-------- Stored data --------
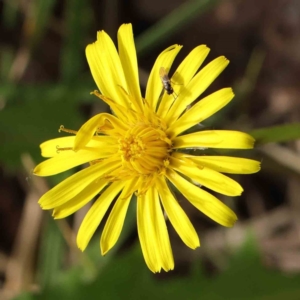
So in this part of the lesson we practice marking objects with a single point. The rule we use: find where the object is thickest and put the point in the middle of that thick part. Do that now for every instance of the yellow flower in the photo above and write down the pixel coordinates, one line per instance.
(142, 147)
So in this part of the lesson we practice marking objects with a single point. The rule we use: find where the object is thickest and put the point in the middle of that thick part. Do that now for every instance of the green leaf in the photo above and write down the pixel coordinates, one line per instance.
(275, 134)
(172, 23)
(127, 277)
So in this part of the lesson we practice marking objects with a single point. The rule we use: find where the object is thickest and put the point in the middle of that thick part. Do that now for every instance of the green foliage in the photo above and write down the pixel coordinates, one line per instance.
(173, 22)
(127, 277)
(276, 134)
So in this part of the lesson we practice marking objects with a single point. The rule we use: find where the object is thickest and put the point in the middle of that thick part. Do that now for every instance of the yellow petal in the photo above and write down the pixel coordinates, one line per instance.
(202, 110)
(196, 87)
(96, 213)
(106, 68)
(215, 139)
(211, 179)
(69, 159)
(88, 129)
(154, 84)
(74, 184)
(115, 221)
(128, 59)
(202, 200)
(79, 200)
(227, 164)
(183, 75)
(177, 216)
(161, 231)
(49, 148)
(147, 235)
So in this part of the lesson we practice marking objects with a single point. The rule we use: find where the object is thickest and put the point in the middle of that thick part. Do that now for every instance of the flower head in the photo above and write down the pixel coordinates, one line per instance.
(143, 146)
--------
» Directions
From the entries above, write out every line without a single change, skipping the images.

» Solution to this exercise
So in this part of the lesson we practice marking objects with a single point. The rule we use: find where the object is thickest and put the point in the middle of that thick part. Do that now for every instance of the yellow flower in the photo above and write down the pixel coordinates, one line per instance.
(142, 147)
So in this part of the lesson we practice marking objects with a single point. The rule we use: find where the object is thickest and put the point in the middle of that thick part. Do that now for every instance of the green leaf in the photo above and write down the pixel coordinates, one line per instance.
(275, 134)
(172, 23)
(127, 277)
So in this part of the lesson we practice marking objects with a single point. The rule we use: find where the object is thickest and put the point in the middle of that thick part. Do that now for every instance of the green foliage in the photo above and write down the pixel coordinates, one line per instance.
(173, 22)
(127, 277)
(276, 134)
So in this part of the lesson we practice marking objects with a single point. The rule we use: find where the object is thickest and put the point in the middle of that thick part. Do that now for every instance of the yellow petal in the photo above and write down the pixel coordinates, one line per instance.
(202, 110)
(196, 87)
(96, 213)
(106, 68)
(215, 139)
(211, 179)
(69, 159)
(88, 129)
(154, 84)
(74, 184)
(115, 221)
(128, 59)
(202, 200)
(79, 200)
(227, 164)
(183, 75)
(177, 216)
(161, 231)
(49, 148)
(147, 235)
So in this part of the lesson we practice marking objects with a single point. The rule we use: find where the object is thickest and put the point in the middle of that thick part. Do that now for every instance of the flower head in the photo above and write down the pixel coordinates, one line per instance.
(143, 146)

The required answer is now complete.